REQUIREMENT:
Can you copy out each of the records below word for word, without changing anything?

Saved entries
--- START ---
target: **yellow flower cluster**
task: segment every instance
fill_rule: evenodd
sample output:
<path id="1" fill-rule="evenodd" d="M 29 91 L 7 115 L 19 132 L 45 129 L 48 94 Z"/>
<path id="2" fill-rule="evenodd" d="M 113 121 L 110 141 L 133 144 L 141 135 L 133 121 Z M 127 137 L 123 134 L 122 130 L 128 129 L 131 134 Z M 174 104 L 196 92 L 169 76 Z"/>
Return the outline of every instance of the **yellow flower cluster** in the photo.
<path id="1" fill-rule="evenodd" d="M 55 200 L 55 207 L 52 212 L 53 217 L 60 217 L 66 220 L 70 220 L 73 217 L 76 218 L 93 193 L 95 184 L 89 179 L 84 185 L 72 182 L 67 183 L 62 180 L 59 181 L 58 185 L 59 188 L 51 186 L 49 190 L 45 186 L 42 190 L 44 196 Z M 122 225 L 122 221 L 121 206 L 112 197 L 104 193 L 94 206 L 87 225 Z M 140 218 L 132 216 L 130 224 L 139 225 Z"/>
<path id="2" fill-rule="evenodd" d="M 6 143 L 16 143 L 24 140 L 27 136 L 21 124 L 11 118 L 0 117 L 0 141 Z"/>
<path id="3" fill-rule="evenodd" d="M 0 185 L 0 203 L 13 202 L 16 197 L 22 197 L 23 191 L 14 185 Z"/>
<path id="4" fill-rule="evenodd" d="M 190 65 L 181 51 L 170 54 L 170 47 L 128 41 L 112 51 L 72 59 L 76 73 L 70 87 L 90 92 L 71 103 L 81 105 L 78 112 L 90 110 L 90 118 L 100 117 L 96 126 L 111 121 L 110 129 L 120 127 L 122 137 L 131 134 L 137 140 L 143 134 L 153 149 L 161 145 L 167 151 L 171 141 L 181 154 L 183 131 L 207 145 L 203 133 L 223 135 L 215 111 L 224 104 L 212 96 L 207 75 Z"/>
--- END ---
REPLY:
target: **yellow flower cluster**
task: segment every instance
fill_rule: evenodd
sample output:
<path id="1" fill-rule="evenodd" d="M 29 91 L 7 115 L 19 132 L 45 129 L 48 94 Z"/>
<path id="2" fill-rule="evenodd" d="M 113 121 L 110 141 L 133 144 L 141 135 L 133 121 Z M 127 137 L 123 134 L 122 130 L 128 129 L 131 134 Z M 174 104 L 196 92 L 169 76 Z"/>
Return the outline of every instance of the **yellow flower cluster** in the photo.
<path id="1" fill-rule="evenodd" d="M 55 200 L 55 207 L 52 212 L 53 217 L 60 217 L 66 220 L 70 220 L 73 217 L 76 218 L 93 193 L 95 184 L 89 179 L 84 185 L 72 182 L 67 183 L 62 180 L 59 181 L 58 185 L 59 188 L 51 186 L 49 190 L 45 186 L 42 190 L 44 196 Z M 122 225 L 122 221 L 121 206 L 112 197 L 104 193 L 94 206 L 87 225 Z M 140 218 L 132 216 L 130 224 L 139 225 Z"/>
<path id="2" fill-rule="evenodd" d="M 6 143 L 16 143 L 24 140 L 27 136 L 21 124 L 11 118 L 0 117 L 0 141 Z"/>
<path id="3" fill-rule="evenodd" d="M 0 185 L 0 203 L 13 202 L 16 197 L 22 197 L 23 191 L 14 185 Z"/>
<path id="4" fill-rule="evenodd" d="M 190 65 L 181 51 L 170 54 L 170 47 L 128 41 L 112 51 L 72 59 L 76 73 L 70 87 L 90 92 L 71 103 L 81 105 L 78 112 L 90 110 L 90 118 L 100 117 L 96 126 L 111 121 L 110 129 L 120 127 L 122 137 L 131 134 L 137 140 L 143 134 L 153 149 L 161 145 L 167 151 L 171 141 L 181 154 L 183 131 L 207 145 L 203 133 L 223 135 L 215 111 L 224 104 L 212 96 L 207 75 Z"/>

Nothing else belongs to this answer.